*** Material to process Section Begins ***

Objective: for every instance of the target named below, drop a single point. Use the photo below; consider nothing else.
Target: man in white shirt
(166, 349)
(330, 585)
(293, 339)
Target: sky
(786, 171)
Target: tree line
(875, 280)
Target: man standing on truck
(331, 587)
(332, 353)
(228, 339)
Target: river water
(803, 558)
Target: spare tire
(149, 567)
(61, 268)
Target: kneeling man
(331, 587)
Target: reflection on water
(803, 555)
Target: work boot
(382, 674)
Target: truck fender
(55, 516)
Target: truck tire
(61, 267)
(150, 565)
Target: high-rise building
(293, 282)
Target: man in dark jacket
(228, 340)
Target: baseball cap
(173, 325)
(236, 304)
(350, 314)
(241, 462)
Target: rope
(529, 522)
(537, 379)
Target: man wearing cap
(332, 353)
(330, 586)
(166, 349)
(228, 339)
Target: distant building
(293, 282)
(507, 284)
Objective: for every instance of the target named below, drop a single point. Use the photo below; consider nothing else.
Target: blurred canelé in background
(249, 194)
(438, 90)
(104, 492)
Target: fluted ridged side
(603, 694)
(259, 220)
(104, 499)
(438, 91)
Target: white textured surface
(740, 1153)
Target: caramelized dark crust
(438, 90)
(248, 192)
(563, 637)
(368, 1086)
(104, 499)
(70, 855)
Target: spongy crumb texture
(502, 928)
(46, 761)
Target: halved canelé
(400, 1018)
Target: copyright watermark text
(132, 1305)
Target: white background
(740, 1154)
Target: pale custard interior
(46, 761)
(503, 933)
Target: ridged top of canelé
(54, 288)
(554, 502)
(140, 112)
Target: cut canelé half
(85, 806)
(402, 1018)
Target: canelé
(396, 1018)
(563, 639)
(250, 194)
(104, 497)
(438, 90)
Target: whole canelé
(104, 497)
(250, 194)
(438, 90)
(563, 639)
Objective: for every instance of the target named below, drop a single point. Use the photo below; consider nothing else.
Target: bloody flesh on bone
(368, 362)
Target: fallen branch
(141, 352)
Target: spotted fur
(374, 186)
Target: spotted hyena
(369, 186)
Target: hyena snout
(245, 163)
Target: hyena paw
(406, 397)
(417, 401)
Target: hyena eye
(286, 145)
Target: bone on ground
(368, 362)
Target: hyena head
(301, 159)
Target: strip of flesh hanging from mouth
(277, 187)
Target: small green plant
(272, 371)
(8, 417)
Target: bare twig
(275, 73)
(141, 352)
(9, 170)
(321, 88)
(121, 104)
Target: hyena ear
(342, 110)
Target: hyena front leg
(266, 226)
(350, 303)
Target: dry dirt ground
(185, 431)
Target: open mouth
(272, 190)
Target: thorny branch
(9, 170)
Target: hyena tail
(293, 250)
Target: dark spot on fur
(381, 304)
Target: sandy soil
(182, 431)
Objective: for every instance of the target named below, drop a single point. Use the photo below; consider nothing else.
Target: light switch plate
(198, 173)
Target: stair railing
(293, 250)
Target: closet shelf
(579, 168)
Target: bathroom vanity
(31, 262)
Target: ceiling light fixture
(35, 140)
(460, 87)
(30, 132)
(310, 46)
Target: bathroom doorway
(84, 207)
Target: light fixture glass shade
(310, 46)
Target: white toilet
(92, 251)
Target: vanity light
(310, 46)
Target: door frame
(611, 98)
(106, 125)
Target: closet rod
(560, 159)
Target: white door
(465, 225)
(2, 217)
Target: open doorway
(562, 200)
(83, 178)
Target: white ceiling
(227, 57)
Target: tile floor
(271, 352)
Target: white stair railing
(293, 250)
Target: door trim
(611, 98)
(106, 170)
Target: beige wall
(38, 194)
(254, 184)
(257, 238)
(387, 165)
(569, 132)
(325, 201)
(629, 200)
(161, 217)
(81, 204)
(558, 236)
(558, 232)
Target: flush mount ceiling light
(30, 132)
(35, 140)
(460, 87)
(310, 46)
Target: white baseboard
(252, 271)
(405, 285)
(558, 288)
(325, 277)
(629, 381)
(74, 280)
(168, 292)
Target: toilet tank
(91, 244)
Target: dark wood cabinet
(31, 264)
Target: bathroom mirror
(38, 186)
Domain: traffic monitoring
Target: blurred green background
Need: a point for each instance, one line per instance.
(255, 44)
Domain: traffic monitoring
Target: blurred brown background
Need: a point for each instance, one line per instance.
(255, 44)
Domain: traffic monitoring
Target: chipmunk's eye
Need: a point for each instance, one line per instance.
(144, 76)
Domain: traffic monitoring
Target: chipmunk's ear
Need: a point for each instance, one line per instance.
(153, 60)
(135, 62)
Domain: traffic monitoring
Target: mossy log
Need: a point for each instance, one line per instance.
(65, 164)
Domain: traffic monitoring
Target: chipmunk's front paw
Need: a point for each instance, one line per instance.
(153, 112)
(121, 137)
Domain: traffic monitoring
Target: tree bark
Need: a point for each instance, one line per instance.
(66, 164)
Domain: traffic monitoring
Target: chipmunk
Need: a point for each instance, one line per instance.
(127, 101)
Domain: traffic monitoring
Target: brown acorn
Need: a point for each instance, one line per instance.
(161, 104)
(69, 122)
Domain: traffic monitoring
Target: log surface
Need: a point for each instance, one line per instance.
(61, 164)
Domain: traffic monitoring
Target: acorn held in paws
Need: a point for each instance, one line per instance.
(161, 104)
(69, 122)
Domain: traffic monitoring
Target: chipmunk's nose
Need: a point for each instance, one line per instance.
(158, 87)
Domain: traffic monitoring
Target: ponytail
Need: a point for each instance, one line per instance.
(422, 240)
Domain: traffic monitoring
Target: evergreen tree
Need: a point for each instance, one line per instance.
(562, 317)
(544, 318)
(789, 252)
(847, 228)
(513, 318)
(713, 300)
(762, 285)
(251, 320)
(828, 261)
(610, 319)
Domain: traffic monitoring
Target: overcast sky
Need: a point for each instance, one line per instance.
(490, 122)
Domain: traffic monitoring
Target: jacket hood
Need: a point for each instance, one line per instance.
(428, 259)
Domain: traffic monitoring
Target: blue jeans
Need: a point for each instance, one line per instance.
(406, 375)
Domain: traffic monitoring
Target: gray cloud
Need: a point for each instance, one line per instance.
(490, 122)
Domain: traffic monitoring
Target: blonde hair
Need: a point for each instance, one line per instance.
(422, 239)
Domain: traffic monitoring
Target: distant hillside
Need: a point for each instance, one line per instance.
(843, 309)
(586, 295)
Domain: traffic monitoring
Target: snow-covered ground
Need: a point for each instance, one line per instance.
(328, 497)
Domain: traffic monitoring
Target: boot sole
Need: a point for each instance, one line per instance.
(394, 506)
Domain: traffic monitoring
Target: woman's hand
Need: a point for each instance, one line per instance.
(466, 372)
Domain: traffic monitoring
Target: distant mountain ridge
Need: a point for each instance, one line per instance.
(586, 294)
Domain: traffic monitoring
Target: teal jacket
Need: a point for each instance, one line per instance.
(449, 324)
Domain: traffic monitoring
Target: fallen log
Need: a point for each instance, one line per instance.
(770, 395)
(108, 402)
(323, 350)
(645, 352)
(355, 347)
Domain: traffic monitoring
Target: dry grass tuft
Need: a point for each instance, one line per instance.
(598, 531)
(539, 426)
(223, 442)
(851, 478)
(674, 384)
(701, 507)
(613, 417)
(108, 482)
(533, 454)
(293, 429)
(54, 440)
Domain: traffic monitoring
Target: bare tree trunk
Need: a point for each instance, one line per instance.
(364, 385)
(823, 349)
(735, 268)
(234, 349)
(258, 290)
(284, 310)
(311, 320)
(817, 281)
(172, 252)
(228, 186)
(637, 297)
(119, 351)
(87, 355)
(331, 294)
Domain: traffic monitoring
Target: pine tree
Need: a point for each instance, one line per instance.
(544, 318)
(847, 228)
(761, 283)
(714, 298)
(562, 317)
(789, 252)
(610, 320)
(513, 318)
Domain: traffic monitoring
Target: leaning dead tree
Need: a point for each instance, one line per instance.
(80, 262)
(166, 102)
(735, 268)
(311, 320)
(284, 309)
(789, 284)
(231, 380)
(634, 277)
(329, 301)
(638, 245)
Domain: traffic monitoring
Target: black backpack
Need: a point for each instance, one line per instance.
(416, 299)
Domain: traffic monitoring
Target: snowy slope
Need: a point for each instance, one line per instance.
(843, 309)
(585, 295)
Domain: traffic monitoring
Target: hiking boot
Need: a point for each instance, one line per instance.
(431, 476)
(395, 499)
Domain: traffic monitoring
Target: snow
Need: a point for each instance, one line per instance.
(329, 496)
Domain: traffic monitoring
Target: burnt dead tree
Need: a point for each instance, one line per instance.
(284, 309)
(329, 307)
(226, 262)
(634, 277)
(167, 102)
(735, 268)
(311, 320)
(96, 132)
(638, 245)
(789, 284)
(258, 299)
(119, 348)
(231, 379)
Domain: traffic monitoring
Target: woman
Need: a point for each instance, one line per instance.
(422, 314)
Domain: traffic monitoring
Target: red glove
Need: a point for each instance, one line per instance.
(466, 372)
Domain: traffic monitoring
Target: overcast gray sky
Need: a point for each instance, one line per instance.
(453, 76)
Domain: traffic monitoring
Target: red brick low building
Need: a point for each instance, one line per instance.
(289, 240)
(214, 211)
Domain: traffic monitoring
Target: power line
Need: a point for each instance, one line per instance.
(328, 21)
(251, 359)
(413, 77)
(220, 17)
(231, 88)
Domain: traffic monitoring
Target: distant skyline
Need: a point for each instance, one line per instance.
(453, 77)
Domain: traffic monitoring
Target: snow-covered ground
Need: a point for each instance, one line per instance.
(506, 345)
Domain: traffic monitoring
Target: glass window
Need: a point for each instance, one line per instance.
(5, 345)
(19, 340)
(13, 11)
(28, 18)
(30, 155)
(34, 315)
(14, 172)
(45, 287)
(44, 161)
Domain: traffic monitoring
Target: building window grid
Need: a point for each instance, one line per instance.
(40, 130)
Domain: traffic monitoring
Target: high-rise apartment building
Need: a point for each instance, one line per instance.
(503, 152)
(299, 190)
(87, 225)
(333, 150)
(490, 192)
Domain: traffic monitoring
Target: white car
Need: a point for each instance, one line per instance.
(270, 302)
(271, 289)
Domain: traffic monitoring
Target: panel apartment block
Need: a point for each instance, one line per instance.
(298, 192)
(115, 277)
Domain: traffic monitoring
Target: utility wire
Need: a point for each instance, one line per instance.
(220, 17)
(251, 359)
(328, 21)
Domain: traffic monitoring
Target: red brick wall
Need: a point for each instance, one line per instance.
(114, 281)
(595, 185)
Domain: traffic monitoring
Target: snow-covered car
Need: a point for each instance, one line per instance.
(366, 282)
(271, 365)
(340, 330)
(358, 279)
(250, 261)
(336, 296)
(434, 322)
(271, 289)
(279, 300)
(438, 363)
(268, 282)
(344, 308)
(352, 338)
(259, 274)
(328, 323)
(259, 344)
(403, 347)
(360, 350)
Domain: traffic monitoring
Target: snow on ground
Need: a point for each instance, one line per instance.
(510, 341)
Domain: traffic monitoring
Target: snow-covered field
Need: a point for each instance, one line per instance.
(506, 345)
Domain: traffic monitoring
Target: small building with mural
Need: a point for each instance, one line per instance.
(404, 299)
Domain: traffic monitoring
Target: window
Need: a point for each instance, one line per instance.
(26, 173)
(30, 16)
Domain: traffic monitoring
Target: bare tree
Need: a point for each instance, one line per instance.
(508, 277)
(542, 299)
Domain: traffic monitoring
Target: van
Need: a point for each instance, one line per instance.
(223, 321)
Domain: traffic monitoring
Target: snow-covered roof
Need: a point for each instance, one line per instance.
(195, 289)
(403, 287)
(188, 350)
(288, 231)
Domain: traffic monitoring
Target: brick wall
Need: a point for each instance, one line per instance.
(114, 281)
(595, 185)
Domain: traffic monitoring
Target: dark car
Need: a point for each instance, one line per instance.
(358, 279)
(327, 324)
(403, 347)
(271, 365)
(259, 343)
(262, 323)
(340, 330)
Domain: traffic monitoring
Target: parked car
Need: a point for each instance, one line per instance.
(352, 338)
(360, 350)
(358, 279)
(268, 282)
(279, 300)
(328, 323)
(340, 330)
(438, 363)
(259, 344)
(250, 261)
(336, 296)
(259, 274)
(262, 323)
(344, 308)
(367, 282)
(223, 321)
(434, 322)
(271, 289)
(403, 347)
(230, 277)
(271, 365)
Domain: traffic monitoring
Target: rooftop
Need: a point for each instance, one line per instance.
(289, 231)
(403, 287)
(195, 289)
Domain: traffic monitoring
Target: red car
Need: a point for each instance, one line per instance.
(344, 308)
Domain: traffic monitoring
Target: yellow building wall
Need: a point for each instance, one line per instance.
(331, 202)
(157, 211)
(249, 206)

*** Material to process Section Ends ***

Task instructions - Note every line above where the string "brick" shows up, and copy those lines.

Answer to the problem -
Target: red brick low building
Target: red brick wall
Target: brick wall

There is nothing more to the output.